» WHAT NEEDS TO BE DONE
Could you copy every line from the material below in which "monitor" appears?

★ ★ ★ ★ ★ ★ ★

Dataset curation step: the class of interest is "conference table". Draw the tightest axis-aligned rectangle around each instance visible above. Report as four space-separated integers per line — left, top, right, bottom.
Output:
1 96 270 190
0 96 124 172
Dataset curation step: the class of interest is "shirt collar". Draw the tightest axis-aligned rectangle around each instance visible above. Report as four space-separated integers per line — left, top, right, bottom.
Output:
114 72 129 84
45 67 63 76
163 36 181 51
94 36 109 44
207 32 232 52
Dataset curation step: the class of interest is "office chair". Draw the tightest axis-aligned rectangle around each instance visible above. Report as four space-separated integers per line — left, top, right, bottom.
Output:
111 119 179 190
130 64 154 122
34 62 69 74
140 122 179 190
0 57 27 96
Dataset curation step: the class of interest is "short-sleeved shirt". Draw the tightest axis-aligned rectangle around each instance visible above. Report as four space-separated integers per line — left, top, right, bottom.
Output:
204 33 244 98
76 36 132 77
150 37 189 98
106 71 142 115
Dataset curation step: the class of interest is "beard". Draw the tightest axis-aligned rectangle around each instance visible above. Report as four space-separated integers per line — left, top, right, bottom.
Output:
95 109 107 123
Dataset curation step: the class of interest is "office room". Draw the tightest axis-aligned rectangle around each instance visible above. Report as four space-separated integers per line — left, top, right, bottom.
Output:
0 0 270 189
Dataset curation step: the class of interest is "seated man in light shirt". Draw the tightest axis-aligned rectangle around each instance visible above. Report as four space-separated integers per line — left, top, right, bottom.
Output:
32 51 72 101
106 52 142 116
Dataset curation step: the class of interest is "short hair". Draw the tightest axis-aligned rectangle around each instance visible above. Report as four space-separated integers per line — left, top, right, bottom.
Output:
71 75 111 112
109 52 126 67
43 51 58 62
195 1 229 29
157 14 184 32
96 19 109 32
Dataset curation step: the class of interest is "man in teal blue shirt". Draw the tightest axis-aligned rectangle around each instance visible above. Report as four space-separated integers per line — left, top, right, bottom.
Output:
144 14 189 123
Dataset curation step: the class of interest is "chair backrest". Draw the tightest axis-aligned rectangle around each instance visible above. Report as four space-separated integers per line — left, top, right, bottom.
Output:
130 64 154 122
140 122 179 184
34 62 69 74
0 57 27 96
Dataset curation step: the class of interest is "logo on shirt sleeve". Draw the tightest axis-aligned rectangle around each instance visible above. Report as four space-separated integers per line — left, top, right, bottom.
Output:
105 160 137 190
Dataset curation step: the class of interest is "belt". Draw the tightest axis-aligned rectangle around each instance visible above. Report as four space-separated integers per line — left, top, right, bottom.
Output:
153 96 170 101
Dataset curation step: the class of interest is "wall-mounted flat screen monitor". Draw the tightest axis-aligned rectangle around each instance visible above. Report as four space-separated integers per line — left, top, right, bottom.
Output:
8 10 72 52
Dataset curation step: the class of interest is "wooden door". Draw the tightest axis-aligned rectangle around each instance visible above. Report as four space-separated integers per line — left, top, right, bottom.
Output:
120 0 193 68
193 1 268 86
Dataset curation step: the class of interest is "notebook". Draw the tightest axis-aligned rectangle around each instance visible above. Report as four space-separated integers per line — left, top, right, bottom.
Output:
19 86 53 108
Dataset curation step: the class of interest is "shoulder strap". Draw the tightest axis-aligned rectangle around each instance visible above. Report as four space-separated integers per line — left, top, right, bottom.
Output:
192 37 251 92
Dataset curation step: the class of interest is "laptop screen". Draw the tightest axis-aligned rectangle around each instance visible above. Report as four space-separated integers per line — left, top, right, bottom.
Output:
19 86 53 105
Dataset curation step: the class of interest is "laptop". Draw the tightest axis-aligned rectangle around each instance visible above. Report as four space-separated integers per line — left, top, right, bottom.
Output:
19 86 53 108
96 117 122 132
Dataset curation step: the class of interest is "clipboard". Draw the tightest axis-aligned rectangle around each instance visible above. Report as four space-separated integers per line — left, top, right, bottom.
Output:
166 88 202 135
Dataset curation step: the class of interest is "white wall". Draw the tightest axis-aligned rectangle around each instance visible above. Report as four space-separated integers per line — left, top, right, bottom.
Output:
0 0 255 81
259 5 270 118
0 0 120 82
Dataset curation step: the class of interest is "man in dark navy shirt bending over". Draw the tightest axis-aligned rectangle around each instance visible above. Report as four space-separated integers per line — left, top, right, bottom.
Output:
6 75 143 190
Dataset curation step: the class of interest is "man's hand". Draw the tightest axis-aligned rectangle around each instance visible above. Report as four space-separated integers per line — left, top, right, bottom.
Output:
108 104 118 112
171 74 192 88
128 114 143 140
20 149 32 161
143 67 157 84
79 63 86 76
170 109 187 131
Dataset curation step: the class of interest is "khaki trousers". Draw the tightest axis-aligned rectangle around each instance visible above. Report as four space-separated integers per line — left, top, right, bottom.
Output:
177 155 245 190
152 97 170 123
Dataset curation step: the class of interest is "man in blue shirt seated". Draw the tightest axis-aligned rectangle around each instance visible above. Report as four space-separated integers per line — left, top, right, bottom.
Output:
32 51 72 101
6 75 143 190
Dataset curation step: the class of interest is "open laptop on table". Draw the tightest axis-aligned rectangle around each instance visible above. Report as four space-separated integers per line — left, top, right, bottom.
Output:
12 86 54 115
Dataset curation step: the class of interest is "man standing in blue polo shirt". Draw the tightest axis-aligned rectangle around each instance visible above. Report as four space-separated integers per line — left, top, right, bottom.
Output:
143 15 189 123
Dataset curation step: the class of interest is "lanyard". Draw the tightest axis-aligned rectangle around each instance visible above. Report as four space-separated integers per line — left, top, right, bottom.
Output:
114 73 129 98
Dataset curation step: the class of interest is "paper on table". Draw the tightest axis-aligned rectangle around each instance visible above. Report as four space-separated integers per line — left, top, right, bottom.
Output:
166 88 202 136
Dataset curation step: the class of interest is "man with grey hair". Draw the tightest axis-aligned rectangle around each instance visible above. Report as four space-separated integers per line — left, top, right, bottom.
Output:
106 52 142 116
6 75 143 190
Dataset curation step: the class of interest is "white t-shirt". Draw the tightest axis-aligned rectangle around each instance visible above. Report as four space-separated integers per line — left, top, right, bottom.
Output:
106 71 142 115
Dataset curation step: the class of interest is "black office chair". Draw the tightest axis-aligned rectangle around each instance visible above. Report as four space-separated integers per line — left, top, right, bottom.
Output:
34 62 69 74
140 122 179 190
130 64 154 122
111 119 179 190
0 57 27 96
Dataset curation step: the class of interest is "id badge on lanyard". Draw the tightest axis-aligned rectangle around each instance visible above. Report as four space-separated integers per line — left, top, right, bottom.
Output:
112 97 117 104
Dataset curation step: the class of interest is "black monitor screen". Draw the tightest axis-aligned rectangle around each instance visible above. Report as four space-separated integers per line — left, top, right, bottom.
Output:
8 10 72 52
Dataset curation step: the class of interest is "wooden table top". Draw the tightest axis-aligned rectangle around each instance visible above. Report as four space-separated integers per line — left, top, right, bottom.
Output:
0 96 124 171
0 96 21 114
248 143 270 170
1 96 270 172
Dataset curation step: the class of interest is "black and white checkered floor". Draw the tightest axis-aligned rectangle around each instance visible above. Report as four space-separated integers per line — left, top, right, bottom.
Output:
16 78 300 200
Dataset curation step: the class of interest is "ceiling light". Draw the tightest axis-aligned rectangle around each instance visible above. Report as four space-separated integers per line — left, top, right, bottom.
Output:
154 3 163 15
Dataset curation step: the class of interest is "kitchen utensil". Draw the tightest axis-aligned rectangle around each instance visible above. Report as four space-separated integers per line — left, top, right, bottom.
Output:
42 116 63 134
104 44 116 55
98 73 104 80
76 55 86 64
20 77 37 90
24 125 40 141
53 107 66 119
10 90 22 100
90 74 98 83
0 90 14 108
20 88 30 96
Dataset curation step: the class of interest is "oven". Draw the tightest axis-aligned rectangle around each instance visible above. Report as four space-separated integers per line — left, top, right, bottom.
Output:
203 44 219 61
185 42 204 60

★ ★ ★ ★ ★ ★ ★

» SOLUTION TO THE EXERCISE
Dataset curation step: the class of interest is "wall-mounted flat screen monitor". Draw the tightest axis-aligned rectangle around each instance visible above. Report as four space-separated integers per line — left, top, right, bottom.
Dataset curation step: the class of interest is "black monitor screen". Draw the tightest axis-aligned rectangle around each instance visible above. Report as four space-separated integers per line — left, top, right, bottom.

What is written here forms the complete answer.